## GIVEN TEXT
^^^^^^^^^^^^^^^^
First Quarter 2023
Sales increased by 14.4% (ca) to € 2,187.7 million (+14.4% reported). The EMEA region recorded strong sales growth of 25.4% (ca) to € 883.8 million and Asia/Pacific grew 27.4% (ca) to € 476.0 million, supported by a return to growth in Greater China for the first time in two years. Sales in the Americas came in at € 827.9 million (-0.8% ca) due to a decline in North America, while Latin America continued to show strong growth. The decline in North America was due to a lower sell-in to the Wholesale distribution channel, particularly to off-price retailers, as a result of high inventory levels in the market. This development underlines the importance of PUMA’s strategy to reduce its relative dependency on the off-price Wholesale business and the need to strengthen its business with more desirable retailers in North America. While the overall business declined in North America, PUMA continued to show growth in all of its strategic performance categories and its DTC business in North America. PUMA benefited from geographic diversification of its business, as strong growth in other regions more than offset the decline in North America, resulting in a double-digit growth rate for the PUMA Group.
Sales in Footwear were up 28.8% (ca), driven by continued strong demand for our Performance categories like Football, Basketball, Running & Training and Golf as well as for the Sportstyle category. Sales in Apparel grew by 1.5% (ca), while Accessories declined by 1.7% (ca), mainly because of softer leg- and bodywear business, especially in North America.
PUMA’s Wholesale business increased by 12.4% (ca) to € 1,722.1 million and the Direct-to-Consumer (DTC) business was up by 22.5% (ca) to € 465.5 million. Sales in owned & operated retail stores increased 17.3% (ca) and e-commerce was up 32.7% (ca). The strong growth in DTC, especially in e-commerce, was primarily driven by continued brand momentum and improved product availability. This resulted in an increased DTC share of 21.3% (Q1 2022: 20.1%). The Wholesale distribution channel continued to grow at a double-digit rate despite high inventory levels in the trade. PUMA continues to focus on the Wholesale distribution channel to be the best partner to retailers.
The gross profit margin declined by 70 basis points to 46.5% (Q1 2022: 47.2%). The ongoing industry-wide promotional activity, higher sourcing and freight costs as well as unfavorable currency effects had a negative impact on the gross profit margin. However, the negative effects were partially offset by price adjustments, a favorable geographical and distribution channel mix.
^^^^^^^^^^^^^^^^
## DATA EXTRACT
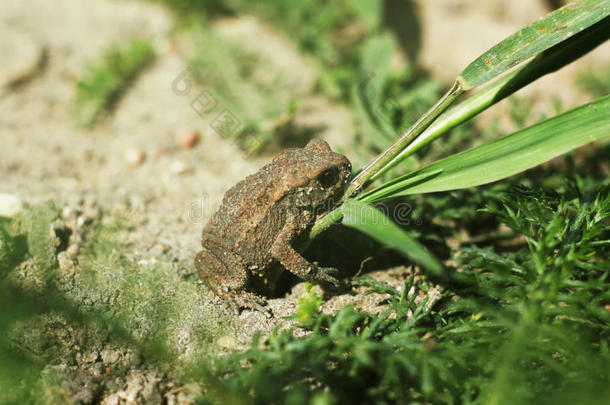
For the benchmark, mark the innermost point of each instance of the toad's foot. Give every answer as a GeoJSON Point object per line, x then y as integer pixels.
{"type": "Point", "coordinates": [324, 274]}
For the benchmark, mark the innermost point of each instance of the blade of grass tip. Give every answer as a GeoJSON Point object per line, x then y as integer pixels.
{"type": "Point", "coordinates": [422, 123]}
{"type": "Point", "coordinates": [549, 61]}
{"type": "Point", "coordinates": [556, 27]}
{"type": "Point", "coordinates": [517, 152]}
{"type": "Point", "coordinates": [372, 222]}
{"type": "Point", "coordinates": [400, 183]}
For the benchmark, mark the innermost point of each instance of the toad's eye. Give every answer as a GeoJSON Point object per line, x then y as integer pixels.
{"type": "Point", "coordinates": [328, 177]}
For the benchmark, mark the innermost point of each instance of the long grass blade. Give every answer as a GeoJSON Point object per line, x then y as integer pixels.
{"type": "Point", "coordinates": [508, 155]}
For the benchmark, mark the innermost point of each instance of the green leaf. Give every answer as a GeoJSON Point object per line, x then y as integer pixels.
{"type": "Point", "coordinates": [549, 61]}
{"type": "Point", "coordinates": [556, 27]}
{"type": "Point", "coordinates": [371, 221]}
{"type": "Point", "coordinates": [508, 155]}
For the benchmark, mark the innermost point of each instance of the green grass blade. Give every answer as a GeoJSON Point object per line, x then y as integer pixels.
{"type": "Point", "coordinates": [371, 221]}
{"type": "Point", "coordinates": [556, 27]}
{"type": "Point", "coordinates": [508, 155]}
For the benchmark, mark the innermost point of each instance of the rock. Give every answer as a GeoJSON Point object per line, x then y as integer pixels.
{"type": "Point", "coordinates": [22, 57]}
{"type": "Point", "coordinates": [10, 205]}
{"type": "Point", "coordinates": [186, 139]}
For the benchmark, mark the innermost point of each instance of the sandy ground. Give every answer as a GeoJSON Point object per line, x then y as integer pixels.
^^^^^^^^^^^^^^^^
## TASK LIST
(a) In the PUMA first-quarter 2023 report, what was the gross profit margin for the quarter?
(b) Pick up the PUMA first-quarter 2023 report after its final sentence and keep writing it.

## IN RESPONSE
(a) 46.5%, down 70 basis points from 47.2% in Q1 2022.

(b)
Operating expenses (OPEX) increased by 19.0% to € 848.3 million (Q1 2022: € 712.8 million). The increase was driven by higher sales-related distribution and other variable costs, mainly associated with strong e-commerce growth, a higher number of retail stores in operation as well as higher marketing expenses. As a consequence, the OPEX ratio increased by 150 basis points to 38.8% (Q1 2022: 37.3%).
The operating result (EBIT) decreased by 10.5% to € 175.5 million (Q1 2022: € 196.0 million) and the EBIT margin came in at 8.0% (Q1 2022: 10.3%).
Net income decreased by 3.4% to € 117.3 million (Q1 2022: € 121.4 million) at a lower rate than EBIT due to improved financial result and lower non-controlling interests. The earnings per share amounted to € 0.78 (Q1 2022: € 0.81).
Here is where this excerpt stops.